**Document text**
%%

Riding in L.A.

girls and horses griffith park horses Apr 20, 2022
Horseback riding on a city street

I talked a little bit about my time in Southern California and how I rode a horse out there - that was a few blogs back. But let me tell ya a little bit more about that horsing around experience.

I grew up in the country. Even when we lived in the Milwaukee area, and our house was on a quarter acre that was "ours", we still had plenty of room to run. My aunt, uncle and their brood lived right next door. Our houses were in a corner of a 40-acre piece of land that my grandpa owned, and was a private park. All of the house lots in our neighborhood were big. Across the street was a pond (excellent for skating in the winter!), and a field full of cows (until it became houses). When we moved south of Milwaukee for my dad's job, to Kenosha, we lived on 17 acres and were surrounded by big farms. I grew up with the notion that horses lived on acreage.

Horse on acreage.

So the country girl moves to the big city of L.A., which is a city of its own and is surrounded by a bunch of other cities, among them Pasadena (where I landed), and Burbank (down the road a piece). In between was I don't know how many other cities - all I knew was I got on the freeway and eventually got to Burbank. Where there were houses with horses in the back yard, some of them just down the road from Disney Studios.

I worked at the Jet Propulsion Laboratory, up against the San Gabriel mountains, and often bemoaned the fact that living in an apartment didn't offer a lot of opportunity for horse-back riding. But wait! A friend at work knew somebody who had a couple of horses and was looking for someone to ride one of them a few times a week.

%%

**Stored items**

%%

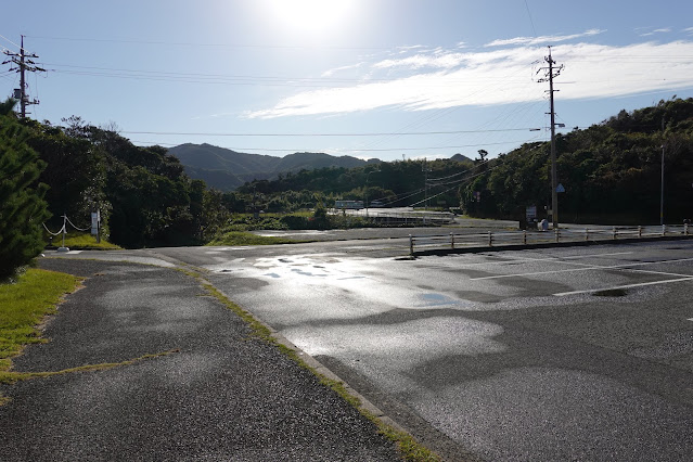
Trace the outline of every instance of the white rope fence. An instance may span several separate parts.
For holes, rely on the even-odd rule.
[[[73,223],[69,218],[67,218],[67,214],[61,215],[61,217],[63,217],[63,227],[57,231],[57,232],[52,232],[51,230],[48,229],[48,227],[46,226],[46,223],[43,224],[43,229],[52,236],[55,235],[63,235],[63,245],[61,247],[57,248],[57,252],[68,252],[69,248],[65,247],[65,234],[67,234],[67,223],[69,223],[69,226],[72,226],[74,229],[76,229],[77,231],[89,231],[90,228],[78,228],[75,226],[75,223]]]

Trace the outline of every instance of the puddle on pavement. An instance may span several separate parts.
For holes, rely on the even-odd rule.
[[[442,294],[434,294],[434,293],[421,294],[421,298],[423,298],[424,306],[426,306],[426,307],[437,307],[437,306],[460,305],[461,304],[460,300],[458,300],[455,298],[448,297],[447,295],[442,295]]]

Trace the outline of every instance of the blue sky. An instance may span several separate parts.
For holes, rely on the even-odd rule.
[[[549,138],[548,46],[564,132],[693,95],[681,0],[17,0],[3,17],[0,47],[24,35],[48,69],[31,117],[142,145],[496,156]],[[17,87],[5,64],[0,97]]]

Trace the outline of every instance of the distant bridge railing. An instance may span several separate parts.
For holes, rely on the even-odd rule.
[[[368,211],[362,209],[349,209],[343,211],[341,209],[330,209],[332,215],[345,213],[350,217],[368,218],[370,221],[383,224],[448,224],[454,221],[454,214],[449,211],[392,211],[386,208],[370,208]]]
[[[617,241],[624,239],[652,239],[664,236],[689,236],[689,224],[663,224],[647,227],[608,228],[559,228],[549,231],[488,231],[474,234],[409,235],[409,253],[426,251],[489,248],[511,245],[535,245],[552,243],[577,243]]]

%%
%%

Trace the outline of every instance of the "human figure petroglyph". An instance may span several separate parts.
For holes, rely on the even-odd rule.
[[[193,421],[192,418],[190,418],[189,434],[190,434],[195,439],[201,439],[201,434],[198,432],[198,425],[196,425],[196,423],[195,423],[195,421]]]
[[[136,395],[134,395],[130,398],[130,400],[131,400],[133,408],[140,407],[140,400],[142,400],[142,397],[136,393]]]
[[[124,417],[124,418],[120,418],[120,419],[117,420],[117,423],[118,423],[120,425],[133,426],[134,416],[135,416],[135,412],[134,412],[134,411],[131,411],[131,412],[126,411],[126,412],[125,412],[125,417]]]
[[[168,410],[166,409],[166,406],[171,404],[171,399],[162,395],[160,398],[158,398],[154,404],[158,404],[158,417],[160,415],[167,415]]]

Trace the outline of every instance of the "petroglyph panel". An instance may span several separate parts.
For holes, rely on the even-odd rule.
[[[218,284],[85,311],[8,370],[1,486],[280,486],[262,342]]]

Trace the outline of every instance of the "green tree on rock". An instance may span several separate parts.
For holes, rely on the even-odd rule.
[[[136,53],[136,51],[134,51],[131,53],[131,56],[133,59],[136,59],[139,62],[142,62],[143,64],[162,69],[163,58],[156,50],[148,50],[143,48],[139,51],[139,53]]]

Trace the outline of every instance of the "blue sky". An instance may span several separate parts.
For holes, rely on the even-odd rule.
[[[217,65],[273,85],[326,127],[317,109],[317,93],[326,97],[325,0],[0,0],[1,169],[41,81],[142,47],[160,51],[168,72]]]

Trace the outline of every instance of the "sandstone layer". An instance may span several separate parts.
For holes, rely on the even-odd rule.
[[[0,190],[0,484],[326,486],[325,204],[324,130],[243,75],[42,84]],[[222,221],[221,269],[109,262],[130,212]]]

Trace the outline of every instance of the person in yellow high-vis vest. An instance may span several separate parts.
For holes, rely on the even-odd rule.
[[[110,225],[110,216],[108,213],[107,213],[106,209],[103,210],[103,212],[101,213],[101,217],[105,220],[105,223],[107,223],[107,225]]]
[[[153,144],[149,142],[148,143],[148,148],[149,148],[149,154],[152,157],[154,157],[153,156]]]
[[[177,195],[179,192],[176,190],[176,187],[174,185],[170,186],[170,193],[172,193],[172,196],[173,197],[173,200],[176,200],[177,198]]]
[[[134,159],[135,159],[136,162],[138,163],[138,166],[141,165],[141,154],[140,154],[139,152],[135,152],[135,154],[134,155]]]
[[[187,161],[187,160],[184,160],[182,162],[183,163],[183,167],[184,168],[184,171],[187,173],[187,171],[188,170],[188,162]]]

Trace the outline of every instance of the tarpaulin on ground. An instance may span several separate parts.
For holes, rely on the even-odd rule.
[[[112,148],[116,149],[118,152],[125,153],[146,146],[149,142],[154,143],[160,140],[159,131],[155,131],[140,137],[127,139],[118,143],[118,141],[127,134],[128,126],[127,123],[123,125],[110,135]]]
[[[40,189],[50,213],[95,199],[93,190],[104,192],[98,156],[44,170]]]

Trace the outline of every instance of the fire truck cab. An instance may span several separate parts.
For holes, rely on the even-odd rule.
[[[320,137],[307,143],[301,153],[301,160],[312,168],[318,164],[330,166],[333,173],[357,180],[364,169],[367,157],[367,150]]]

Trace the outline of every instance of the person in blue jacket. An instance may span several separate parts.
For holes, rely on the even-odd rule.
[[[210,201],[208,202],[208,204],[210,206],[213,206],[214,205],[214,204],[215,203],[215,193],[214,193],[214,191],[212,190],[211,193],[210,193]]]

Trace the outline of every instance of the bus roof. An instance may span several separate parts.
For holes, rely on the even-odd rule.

%%

**What is being asked**
Carry on with the blog post about horseback riding in L.A., starting right after its final sentence.

**Answer to this problem**
Introductions were made. They didn't look like serial killers, and neither did I, so we decided this arrangement might work. I was introduced to .... Apache, a 20 year old paint with plenty of miles on him and a little bit of arthritis, which was why they wanted to keep him exercised. Keep moving, and the arthritis doesn't seize you up. (This information has become very handy as I've aged and arthritis has welcomed itself into my own body. I keep moving.)

I've always been a pretty conservative (spelled "c-h-i-c-k-e-n") rider, so I like to ride a horse I don't know very well with a saddle. Of course the people didn't have one. I went home to Wisconsin for a visit and came back with my saddle. Yep, took it right on the plane with me. Now THAT was a carry on! It was an English saddle, so not quite as big a deal as trying to haul a big ol' western saddle onto an aircraft.

I had fun with Apache. He was very patient, and it didn't bother him at all  to walk down an alley and across a busy street to get to Griffith Park, which is a huge park plunked down between L.A. and Burbank. Lots of hiking, a golf course (which we rode past frequently), a couple of riding stables, a planetarium (where I saw my first laser light show - not with the horse), and lots of stuff I probably never saw, because you can only go so far on a horse in a couple of hours. 

Apache's mane was long and kind of scraggly, so I, in my infinite 24-year old wisdom, started trimming it by pulling the long hairs out - that's the way it was done back then, and maybe even still today. (Most of my horses these days have long scraggly manes.) I kind of forgot he wasn't my horse, because after the initial meet and greet with his owners, I didn't really see them - they had busy lives, which was why I was riding their horse. However, they did feed him and noticed that his mane was considerably shorter than when I started riding him. Unhappiness ensued. Busted. I stopped imposing my idea of what a horse should look like, and went with the flow.

Eventually, my own life got busy as well, and when the days got shorter and shorter in fall and winter, it became more difficult to go down the road a piece to Burbank, and past Disney Studios, to ride the horse I didn't own. Apache and I ended up parting ways, in a fairly clumsy fashion. I just stopped showing up. And it cost me my saddle, because the people hadn't seen me in so long they figured I didn't want it any more and sold it. I didn't blame them; it was my own fault for not "closing the loop", and letting them know I couldn't (or wouldn't) come out any more. I've grown up (a lot) since those early "I'm an introvert and I'm afraid of any kind of conflict" days. 

I'll always thank Apache and his people for showing me that anything is possible, if you want it bad enough. Even a horse in the back yard right down the road from Disney Studios in Burbank, California.